Can you copy out the whole listing below, requests and all, adding 129 to every x and y coordinate in the answers?
* Start Records for this exercise *
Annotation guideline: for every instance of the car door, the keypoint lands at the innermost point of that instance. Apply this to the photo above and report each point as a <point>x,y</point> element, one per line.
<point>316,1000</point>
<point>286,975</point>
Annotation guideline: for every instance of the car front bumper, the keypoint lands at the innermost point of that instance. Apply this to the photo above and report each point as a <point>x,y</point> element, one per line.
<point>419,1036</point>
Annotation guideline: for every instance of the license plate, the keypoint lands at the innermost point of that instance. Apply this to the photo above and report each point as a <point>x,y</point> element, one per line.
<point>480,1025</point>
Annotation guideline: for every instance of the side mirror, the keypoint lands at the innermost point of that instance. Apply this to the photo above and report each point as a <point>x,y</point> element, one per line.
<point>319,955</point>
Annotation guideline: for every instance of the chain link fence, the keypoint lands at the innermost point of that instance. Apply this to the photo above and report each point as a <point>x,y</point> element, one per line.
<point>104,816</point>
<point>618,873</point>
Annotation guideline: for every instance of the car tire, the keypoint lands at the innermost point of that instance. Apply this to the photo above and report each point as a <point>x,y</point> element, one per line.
* End Records for this exercise *
**Result below**
Annotation guideline: for every instance of the car door, the keypoint lands at the innermost point of that instance. Apply this to the photo above and report each point as a <point>x,y</point> element, one per line.
<point>445,1129</point>
<point>415,1104</point>
Annotation guideline: for every instance of the car front bumper, the keypoint lands at the innermost point of that instance. Apply this to the photo above and report each point as a <point>x,y</point> element, one per line.
<point>548,1165</point>
Annotation guideline: for every instance of the license plate, the keypoint lands at the innermost point of that instance. Apply this to the photo above and report each point as a <point>x,y</point> element, one per line.
<point>609,1154</point>
Annotation guideline: for every instance of the side mirror, the keypoint lands at the innermost point of that instance. Apply this to the photo above and report each point as a <point>x,y</point> element, one per line.
<point>448,1084</point>
Annotation guideline: for every instance of the chain link fence, the keypoint lands at the innermost point of that instance. Apply this to the photo above and report each point as a <point>x,y</point> element, one per line.
<point>233,945</point>
<point>747,1002</point>
Annotation guideline: for every instance of the car tire, the keypoint lands at the innermost point of that instance. Apply this to the photo above and report each point as a <point>x,y</point> element, one per line.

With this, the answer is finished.